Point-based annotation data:

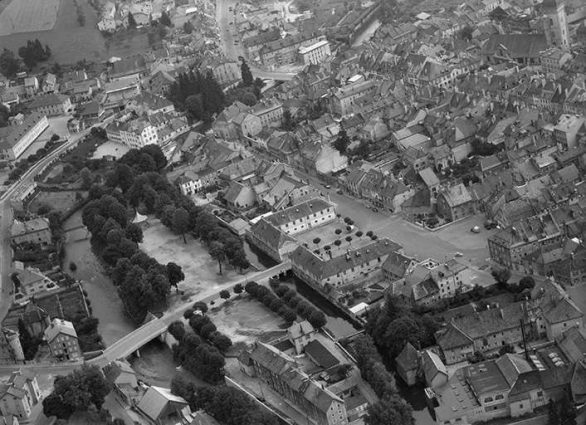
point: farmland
(28, 15)
(69, 41)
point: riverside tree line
(137, 181)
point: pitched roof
(154, 402)
(58, 327)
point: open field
(69, 41)
(28, 15)
(201, 271)
(245, 320)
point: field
(28, 15)
(245, 320)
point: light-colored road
(229, 37)
(6, 285)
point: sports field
(28, 15)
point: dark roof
(321, 355)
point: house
(408, 364)
(29, 282)
(455, 202)
(62, 340)
(160, 406)
(51, 104)
(20, 394)
(36, 231)
(31, 86)
(300, 334)
(278, 370)
(17, 137)
(123, 379)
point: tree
(217, 253)
(174, 273)
(165, 20)
(553, 417)
(188, 27)
(567, 411)
(9, 64)
(247, 79)
(131, 20)
(181, 222)
(342, 142)
(133, 232)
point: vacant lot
(201, 271)
(28, 15)
(245, 320)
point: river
(105, 304)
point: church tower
(555, 24)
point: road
(229, 35)
(6, 284)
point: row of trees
(196, 355)
(227, 405)
(199, 95)
(264, 295)
(395, 324)
(82, 389)
(289, 297)
(391, 409)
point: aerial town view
(273, 212)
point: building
(62, 340)
(36, 231)
(568, 130)
(342, 101)
(323, 271)
(300, 334)
(51, 104)
(123, 379)
(269, 111)
(160, 406)
(555, 23)
(19, 394)
(455, 202)
(315, 53)
(134, 134)
(277, 370)
(15, 139)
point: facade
(51, 104)
(555, 23)
(15, 139)
(316, 53)
(19, 394)
(36, 231)
(134, 134)
(62, 340)
(277, 370)
(342, 102)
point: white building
(316, 53)
(16, 138)
(134, 134)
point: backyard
(202, 276)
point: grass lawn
(202, 276)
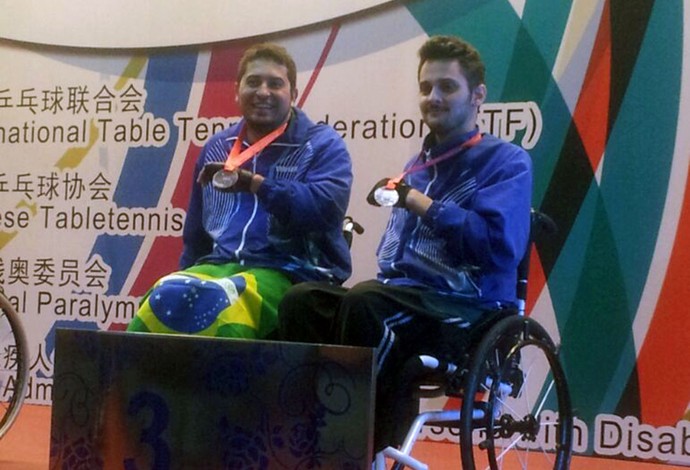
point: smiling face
(448, 106)
(265, 96)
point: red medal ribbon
(237, 156)
(474, 140)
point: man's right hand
(207, 172)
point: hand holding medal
(389, 192)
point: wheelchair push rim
(520, 401)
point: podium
(146, 401)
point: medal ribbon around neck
(474, 140)
(237, 156)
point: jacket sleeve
(196, 242)
(492, 231)
(318, 199)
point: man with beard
(267, 204)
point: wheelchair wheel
(516, 410)
(14, 365)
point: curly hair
(454, 48)
(273, 52)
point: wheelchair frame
(505, 416)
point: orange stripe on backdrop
(218, 100)
(592, 112)
(663, 366)
(536, 281)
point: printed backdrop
(97, 148)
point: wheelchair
(14, 364)
(509, 398)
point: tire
(14, 365)
(531, 420)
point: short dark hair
(270, 51)
(454, 48)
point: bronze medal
(225, 179)
(386, 197)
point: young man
(266, 210)
(448, 258)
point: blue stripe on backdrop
(169, 79)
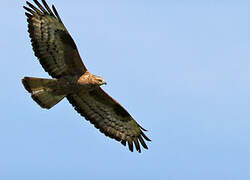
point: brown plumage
(58, 54)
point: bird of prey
(58, 55)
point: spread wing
(110, 117)
(52, 43)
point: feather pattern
(109, 116)
(58, 54)
(52, 44)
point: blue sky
(181, 68)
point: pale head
(98, 80)
(89, 79)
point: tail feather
(42, 91)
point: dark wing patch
(109, 117)
(52, 43)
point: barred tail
(43, 91)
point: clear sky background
(181, 68)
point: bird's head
(98, 80)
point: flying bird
(58, 55)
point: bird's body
(58, 54)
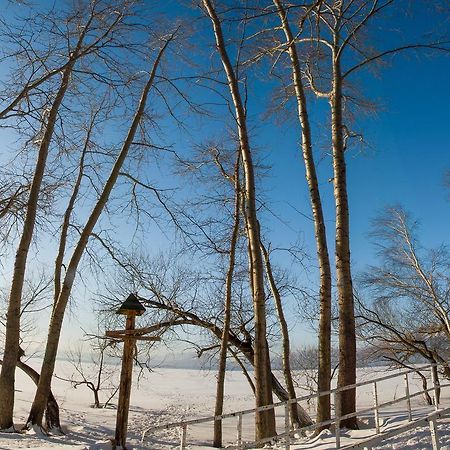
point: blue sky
(404, 163)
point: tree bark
(286, 347)
(217, 441)
(347, 334)
(190, 318)
(12, 335)
(324, 363)
(48, 364)
(265, 420)
(52, 409)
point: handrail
(336, 419)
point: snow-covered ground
(171, 395)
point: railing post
(434, 434)
(239, 429)
(287, 426)
(408, 398)
(183, 437)
(435, 386)
(376, 412)
(337, 418)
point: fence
(374, 410)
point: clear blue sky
(408, 153)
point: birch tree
(265, 420)
(324, 352)
(48, 364)
(85, 37)
(336, 39)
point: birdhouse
(131, 307)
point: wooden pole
(125, 386)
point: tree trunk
(52, 421)
(188, 317)
(324, 363)
(286, 347)
(265, 420)
(52, 409)
(56, 320)
(347, 335)
(12, 335)
(217, 441)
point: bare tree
(408, 315)
(91, 31)
(217, 441)
(295, 62)
(265, 420)
(95, 374)
(37, 409)
(333, 34)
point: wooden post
(131, 308)
(126, 376)
(408, 398)
(287, 426)
(337, 418)
(376, 411)
(239, 429)
(434, 435)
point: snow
(172, 395)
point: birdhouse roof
(131, 306)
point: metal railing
(436, 389)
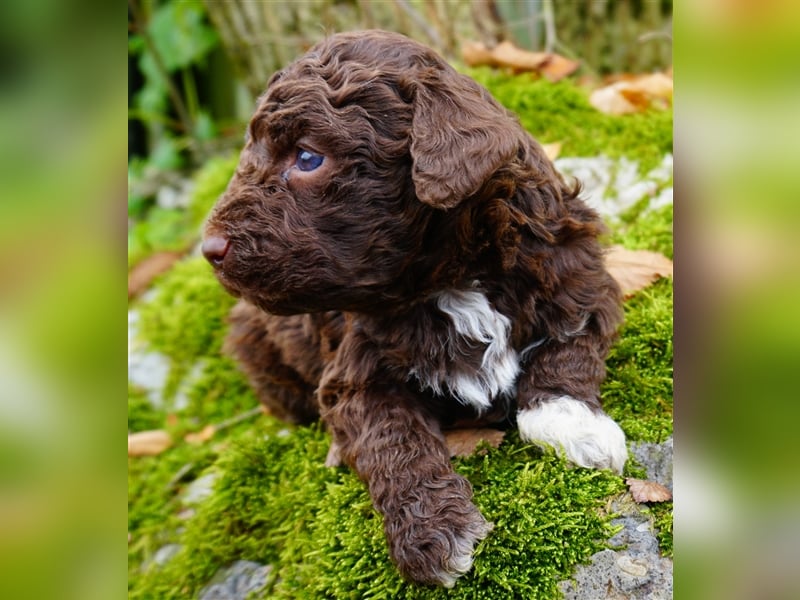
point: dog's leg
(559, 406)
(430, 522)
(280, 356)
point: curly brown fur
(407, 259)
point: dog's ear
(460, 137)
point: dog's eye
(308, 161)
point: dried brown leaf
(507, 54)
(198, 437)
(552, 150)
(462, 442)
(476, 54)
(647, 491)
(148, 443)
(636, 269)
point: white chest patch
(476, 322)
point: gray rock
(237, 582)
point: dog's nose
(215, 248)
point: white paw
(587, 438)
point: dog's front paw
(586, 437)
(433, 533)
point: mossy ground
(275, 503)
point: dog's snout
(215, 248)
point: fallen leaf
(142, 274)
(647, 491)
(552, 150)
(636, 269)
(507, 55)
(201, 436)
(462, 442)
(148, 443)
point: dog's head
(357, 159)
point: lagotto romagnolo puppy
(408, 259)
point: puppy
(408, 259)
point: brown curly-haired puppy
(409, 259)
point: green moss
(638, 388)
(210, 182)
(560, 112)
(276, 503)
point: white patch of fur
(587, 438)
(475, 320)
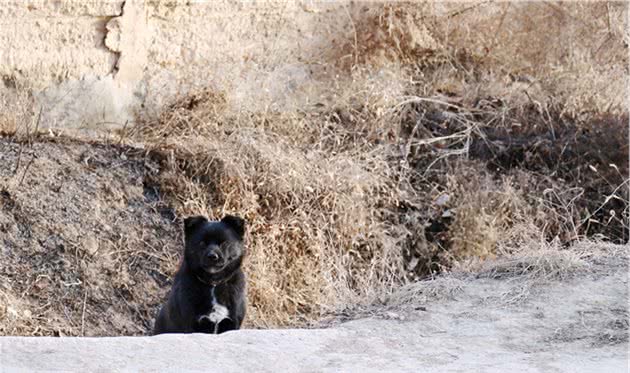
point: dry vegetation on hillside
(448, 132)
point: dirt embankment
(87, 248)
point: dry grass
(443, 134)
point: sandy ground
(575, 324)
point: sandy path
(578, 324)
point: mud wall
(97, 64)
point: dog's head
(213, 247)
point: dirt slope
(575, 324)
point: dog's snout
(213, 256)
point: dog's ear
(235, 223)
(191, 223)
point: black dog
(208, 294)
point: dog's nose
(213, 257)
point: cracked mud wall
(98, 64)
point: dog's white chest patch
(219, 313)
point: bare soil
(87, 248)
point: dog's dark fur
(209, 280)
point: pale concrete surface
(574, 325)
(97, 64)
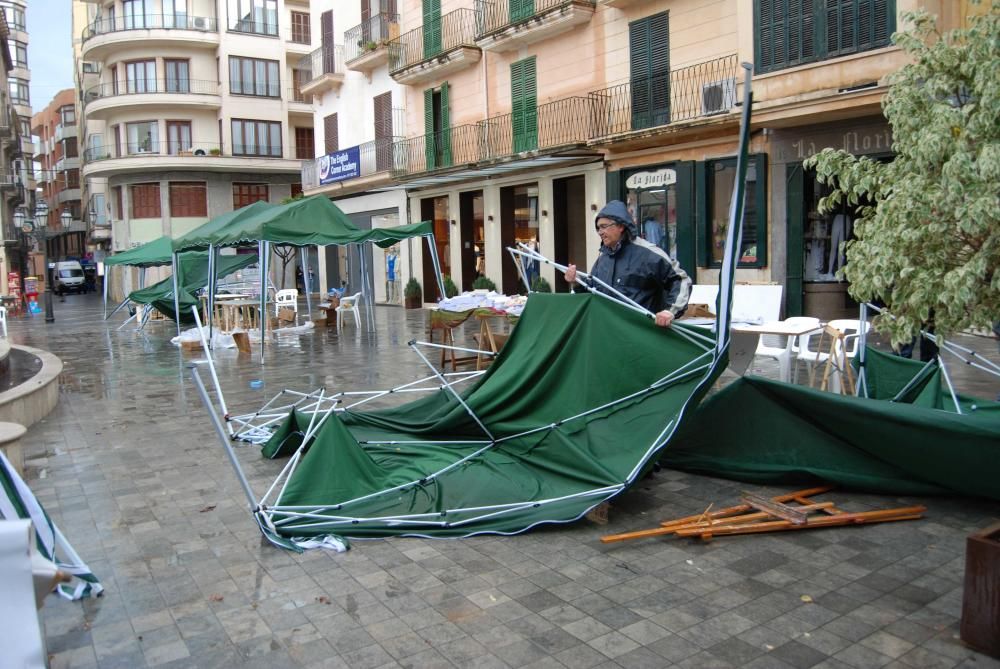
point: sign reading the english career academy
(340, 165)
(659, 178)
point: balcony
(557, 131)
(202, 157)
(436, 49)
(325, 70)
(361, 165)
(500, 29)
(700, 92)
(367, 45)
(102, 100)
(101, 37)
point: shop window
(720, 177)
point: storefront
(813, 250)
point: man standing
(641, 271)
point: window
(720, 178)
(254, 76)
(254, 16)
(188, 198)
(300, 28)
(134, 14)
(244, 194)
(145, 200)
(524, 106)
(305, 144)
(178, 137)
(142, 137)
(793, 32)
(649, 71)
(256, 138)
(437, 135)
(19, 91)
(331, 135)
(178, 79)
(18, 52)
(140, 76)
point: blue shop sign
(340, 165)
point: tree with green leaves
(927, 223)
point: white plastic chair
(782, 348)
(287, 299)
(349, 305)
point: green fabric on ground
(569, 354)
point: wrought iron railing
(373, 34)
(453, 30)
(704, 89)
(323, 60)
(147, 86)
(145, 148)
(151, 22)
(494, 15)
(374, 156)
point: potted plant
(412, 294)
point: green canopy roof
(152, 254)
(205, 234)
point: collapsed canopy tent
(193, 276)
(770, 432)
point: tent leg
(225, 441)
(175, 265)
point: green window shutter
(445, 128)
(432, 27)
(524, 105)
(429, 144)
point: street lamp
(38, 227)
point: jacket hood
(618, 212)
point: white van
(67, 277)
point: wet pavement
(128, 465)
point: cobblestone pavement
(129, 466)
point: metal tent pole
(175, 265)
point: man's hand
(665, 318)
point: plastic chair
(287, 299)
(349, 305)
(782, 348)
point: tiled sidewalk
(129, 466)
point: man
(637, 269)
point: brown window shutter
(331, 142)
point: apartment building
(58, 180)
(189, 110)
(16, 146)
(522, 117)
(358, 116)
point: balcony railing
(323, 60)
(375, 33)
(151, 22)
(152, 86)
(704, 89)
(452, 31)
(493, 15)
(373, 157)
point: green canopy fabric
(203, 235)
(588, 370)
(152, 254)
(192, 277)
(770, 432)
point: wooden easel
(760, 514)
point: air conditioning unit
(718, 96)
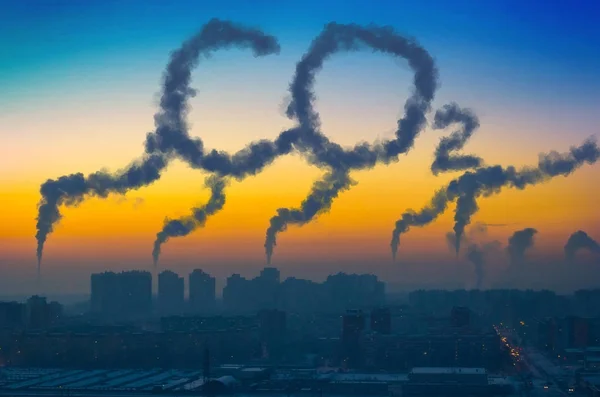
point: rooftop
(448, 370)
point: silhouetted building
(237, 294)
(170, 293)
(265, 289)
(353, 325)
(118, 296)
(272, 332)
(381, 321)
(202, 291)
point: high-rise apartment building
(202, 291)
(121, 295)
(170, 293)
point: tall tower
(206, 365)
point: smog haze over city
(340, 198)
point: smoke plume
(444, 161)
(476, 257)
(70, 190)
(318, 201)
(578, 241)
(476, 251)
(184, 226)
(329, 155)
(490, 180)
(518, 243)
(170, 137)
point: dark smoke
(425, 216)
(444, 161)
(518, 243)
(476, 257)
(318, 201)
(578, 241)
(326, 154)
(71, 189)
(476, 251)
(488, 181)
(171, 135)
(184, 226)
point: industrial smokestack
(490, 180)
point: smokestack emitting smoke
(171, 135)
(490, 180)
(578, 241)
(184, 226)
(171, 139)
(518, 243)
(71, 189)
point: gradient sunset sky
(80, 82)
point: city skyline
(115, 108)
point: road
(544, 373)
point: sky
(81, 81)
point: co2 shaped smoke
(171, 140)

Work instructions: Retype, word for word, only the lines from the line with "point: tent leg" to the final line of the listing above; the pictures do not belong in the copy.

Task solution:
point: tent leg
(225, 441)
(175, 265)
point: green window shutter
(445, 128)
(432, 27)
(524, 105)
(429, 144)
point: street lamp
(38, 227)
point: jacket hood
(618, 212)
point: white van
(67, 277)
point: wet pavement
(128, 465)
point: cobblestone pavement
(129, 466)
point: metal tent pole
(175, 265)
point: man's hand
(665, 318)
point: plastic chair
(287, 299)
(349, 305)
(782, 348)
point: tiled sidewalk
(129, 466)
point: man
(637, 269)
point: brown window shutter
(331, 142)
point: apartment building
(58, 180)
(189, 110)
(16, 146)
(522, 117)
(358, 116)
point: balcony railing
(323, 60)
(375, 33)
(151, 22)
(152, 86)
(704, 89)
(452, 31)
(493, 15)
(373, 157)
point: green canopy fabric
(203, 235)
(588, 370)
(152, 254)
(192, 277)
(770, 432)
point: wooden easel
(760, 514)
point: air conditioning unit
(718, 96)
point: rooftop
(448, 370)
point: silhouetted building
(237, 294)
(170, 293)
(265, 289)
(353, 325)
(118, 296)
(272, 332)
(381, 321)
(202, 291)
point: high-rise apartment building
(202, 291)
(121, 295)
(170, 293)
point: tall tower
(206, 365)
point: smog haze over city
(340, 198)
point: smoke plume
(444, 161)
(476, 257)
(70, 190)
(318, 201)
(578, 241)
(476, 251)
(184, 226)
(329, 155)
(490, 180)
(518, 243)
(170, 137)
point: dark smoke
(425, 216)
(444, 161)
(518, 243)
(476, 257)
(318, 201)
(578, 241)
(326, 154)
(71, 189)
(476, 251)
(488, 181)
(171, 135)
(184, 226)
point: industrial smokestack
(490, 180)
point: smokestack emitting smoke
(171, 135)
(490, 180)
(578, 241)
(184, 226)
(171, 139)
(518, 243)
(71, 189)
point: gradient sunset sky
(80, 82)
point: city skyline
(115, 108)
point: road
(544, 373)
point: sky
(81, 81)
point: co2 shaped smoke
(171, 140)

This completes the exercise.